Highlights & Insights¶
- Theory-Practice Loop: Starting from theoretical analysis of LSA, deriving practical design principles (reward guidance + min-entropy selection), and validating them on real LLMs—forming a complete research loop.
- Insight on Min-Entropy Selection: Choosing the candidate that makes the model most confident, rather than the one with the highest reward. This is vital when self-evaluated rewards are noisy; high rewards might be accidental, but low entropy signifies stable consensus.
- Single-Layer Sufficiency: Unlike prior work requiring \(O(\sqrt{T})\) layers, ICPO requires only a single LSA layer and does not require more layers as context length increases—more suitable for the long-context scenarios of actual LLMs.
Limitations & Future Work¶
- Theoretical analysis is based on linear self-attention and linear bandit assumptions, which differs significantly from actual LLMs and mathematical reasoning.
- ME-ICPO requires sampling 16 candidates per round; the computational cost of multi-round iteration remains significant.

◆ **PROVIDED MATERIAL**:
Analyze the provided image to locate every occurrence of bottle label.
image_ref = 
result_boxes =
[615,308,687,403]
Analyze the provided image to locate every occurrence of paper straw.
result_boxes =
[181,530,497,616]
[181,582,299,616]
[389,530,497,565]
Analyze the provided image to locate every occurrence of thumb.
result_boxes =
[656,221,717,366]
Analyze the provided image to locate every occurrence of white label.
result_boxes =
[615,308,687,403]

◆ **REQUIRED TASKS**:
A. How many candidates does ME-ICPO sample per round, according to the ICPO summary?
B. Sum up the ICPO summary in two sentences.
C. Carry on the ICPO summary from the point where it stops.
The listing comes from a different source than the ICPO summary.

◆ **ANSWERS TO THIS EXERCISE**:
A. It samples 16 candidates per round.

B. The work moves from a theoretical analysis of linear self-attention to two design principles, reward guidance and min-entropy selection, which it validates on real LLMs. ICPO needs only a single LSA layer at any context length, but its theory rests on linear assumptions that differ greatly from actual LLMs, and sampling 16 candidates per round keeps the cost of multi-round iteration significant.

C.
- Self-evaluated rewards are based on Majority Vote; MV itself may give incorrect signals if the model is systematically wrong.
- Validated only on mathematical tasks; other domains like code generation or logical reasoning are yet to be tested.
- CoT summaries may lose critical reasoning information.
Related Work & Insights¶
- vs Self-Refine/Reflexion: These works perform self-reflection via natural language feedback but lack theoretical explanation; ICPO provides a foundation from the perspective of policy optimization.
- vs Tree-of-Thoughts: ToT searches at each step, while ME-ICPO optimizes the entire CoT per round—coarser-grained but more computationally efficient.
- vs TTRL: TTRL performs gradient updates at test-time; ME-ICPO is purely in-context with no parameter updates—making it more lightweight.
- vs Best-of-N: BoN selects the single best output; ME-ICPO accumulates contextual information via multi-round iterations to improve progressively.
Rating¶
- Novelty: ⭐⭐⭐⭐⭐ First to provide theoretical analysis of LLM self-reflection via policy optimization; min-entropy selection is a novel design.
- Experimental Thoroughness: ⭐⭐⭐⭐ Strong theoretical validation, but LLM experiments are limited to math tasks and the Qwen series.
- Writing Quality: ⭐⭐⭐⭐ Rigorous theoretical derivation, though the transition from theory to practice could be tighter.
- Value: ⭐⭐⭐⭐ Provides a theoretical foundation for test-time scaling; the min-entropy selection strategy has practical utility.